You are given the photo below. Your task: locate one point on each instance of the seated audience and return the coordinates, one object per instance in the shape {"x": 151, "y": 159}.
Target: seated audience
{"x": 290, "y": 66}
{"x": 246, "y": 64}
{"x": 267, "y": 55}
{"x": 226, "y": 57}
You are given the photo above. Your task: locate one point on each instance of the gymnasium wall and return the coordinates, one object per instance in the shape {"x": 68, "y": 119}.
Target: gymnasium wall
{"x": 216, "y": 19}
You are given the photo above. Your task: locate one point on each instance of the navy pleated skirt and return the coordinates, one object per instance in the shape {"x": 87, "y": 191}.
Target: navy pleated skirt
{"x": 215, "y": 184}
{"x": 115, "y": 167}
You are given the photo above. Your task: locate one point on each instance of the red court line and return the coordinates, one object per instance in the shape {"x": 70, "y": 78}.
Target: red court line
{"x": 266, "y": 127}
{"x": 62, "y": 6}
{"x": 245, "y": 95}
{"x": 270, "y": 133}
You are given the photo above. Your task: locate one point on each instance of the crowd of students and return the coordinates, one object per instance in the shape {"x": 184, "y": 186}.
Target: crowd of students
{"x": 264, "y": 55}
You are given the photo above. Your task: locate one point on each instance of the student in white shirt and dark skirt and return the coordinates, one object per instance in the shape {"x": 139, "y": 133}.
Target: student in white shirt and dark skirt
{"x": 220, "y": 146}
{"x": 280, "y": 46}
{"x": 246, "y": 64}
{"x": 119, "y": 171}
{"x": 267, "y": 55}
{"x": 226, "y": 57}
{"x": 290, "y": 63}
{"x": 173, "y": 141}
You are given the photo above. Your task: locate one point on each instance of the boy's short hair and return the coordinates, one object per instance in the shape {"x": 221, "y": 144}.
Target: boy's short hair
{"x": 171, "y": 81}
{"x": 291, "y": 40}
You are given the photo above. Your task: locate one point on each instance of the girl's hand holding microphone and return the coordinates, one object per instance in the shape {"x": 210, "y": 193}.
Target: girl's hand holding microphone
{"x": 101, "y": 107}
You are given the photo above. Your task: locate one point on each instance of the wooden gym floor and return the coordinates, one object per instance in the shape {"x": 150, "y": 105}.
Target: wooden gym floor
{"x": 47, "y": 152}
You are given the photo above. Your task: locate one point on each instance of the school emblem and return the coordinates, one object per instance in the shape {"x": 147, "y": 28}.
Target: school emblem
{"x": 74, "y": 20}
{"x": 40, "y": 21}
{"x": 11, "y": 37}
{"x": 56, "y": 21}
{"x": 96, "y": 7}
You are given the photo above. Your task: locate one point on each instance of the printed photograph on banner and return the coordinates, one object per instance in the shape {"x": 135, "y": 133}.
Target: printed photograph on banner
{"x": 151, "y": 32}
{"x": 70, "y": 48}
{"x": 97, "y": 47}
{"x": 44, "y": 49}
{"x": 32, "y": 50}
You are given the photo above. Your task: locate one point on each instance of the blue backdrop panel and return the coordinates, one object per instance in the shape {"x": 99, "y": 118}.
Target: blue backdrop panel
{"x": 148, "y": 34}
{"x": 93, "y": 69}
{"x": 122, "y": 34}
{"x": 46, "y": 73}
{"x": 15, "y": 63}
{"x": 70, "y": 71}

◆ ◆ ◆

Transcribe the entire listing. Leave every word as it is.

You are given the photo below. Your task: locate one point on each instance of the seated audience and return the coordinates, one object per instance in the shape {"x": 151, "y": 159}.
Target: seated audience
{"x": 290, "y": 66}
{"x": 246, "y": 64}
{"x": 267, "y": 55}
{"x": 226, "y": 57}
You are given the photo above. Your task: locate one point on each instance of the gymnasium wall and return the coordinates, one object per instance in the shape {"x": 68, "y": 119}.
Target: gymnasium wall
{"x": 216, "y": 19}
You are given the photo above. Your task: locate one point on each instance of the navy pleated skirt and return the coordinates, one object per instance in the shape {"x": 87, "y": 191}.
Target: navy pleated skirt
{"x": 215, "y": 184}
{"x": 115, "y": 167}
You are given the photo above. Your task: locate one point on each instance of the red court line and return the coordinates, one object per instance in the shape {"x": 70, "y": 78}.
Target: red court line
{"x": 266, "y": 127}
{"x": 62, "y": 6}
{"x": 245, "y": 95}
{"x": 270, "y": 133}
You are given the photo above. Your task: locate one point on each instance of the crowd of students and return the coordinates, one object per instance in the shape {"x": 184, "y": 186}.
Target: crowd of students
{"x": 264, "y": 55}
You are given the photo above. Your task: locate one point on each instance of the student in white shirt and dark skirt and return the coordinates, one object per instance in the shape {"x": 139, "y": 133}.
Target: student in white shirt and dark skirt
{"x": 220, "y": 146}
{"x": 280, "y": 46}
{"x": 246, "y": 64}
{"x": 119, "y": 171}
{"x": 267, "y": 55}
{"x": 226, "y": 57}
{"x": 290, "y": 63}
{"x": 173, "y": 141}
You are given the photo above. Your task: locate one point on each instance of the boy's short hair and return the coordinates, one object per instance in the shape {"x": 221, "y": 144}.
Target: boy's short hair
{"x": 171, "y": 81}
{"x": 291, "y": 40}
You are given the photo above. Your task: locate one point on each instance of the girl's hand holding microphone and return the coordinates, one object per instance in the shape {"x": 210, "y": 193}.
Target: girl's hand holding microphone
{"x": 101, "y": 107}
You are given the photo above. Your task: locate one point on each instance of the wooden gym floor and return the coordinates, one object per instance in the shape {"x": 150, "y": 105}.
Target: wooden gym floor
{"x": 47, "y": 152}
You are given the photo above. Your task: locate one point on each instance of the school emblem and return the coordinates, one object per instance in the shape {"x": 147, "y": 28}.
Target: school emblem
{"x": 74, "y": 20}
{"x": 40, "y": 21}
{"x": 11, "y": 37}
{"x": 56, "y": 21}
{"x": 96, "y": 7}
You are given the photo above. Your task: locate one point on each instance of the printed photograph on banner and return the coordinates, one object per instance in the shape {"x": 135, "y": 133}.
Target: printed photograph on banner
{"x": 151, "y": 32}
{"x": 70, "y": 48}
{"x": 97, "y": 47}
{"x": 44, "y": 49}
{"x": 32, "y": 50}
You are given the photo above. Your task: locate one point on each instance of the blue backdrop panel and return the coordinates, one object per instance in the shape {"x": 99, "y": 118}.
Target: blue backdrop panel
{"x": 148, "y": 34}
{"x": 93, "y": 69}
{"x": 122, "y": 34}
{"x": 46, "y": 73}
{"x": 15, "y": 63}
{"x": 70, "y": 71}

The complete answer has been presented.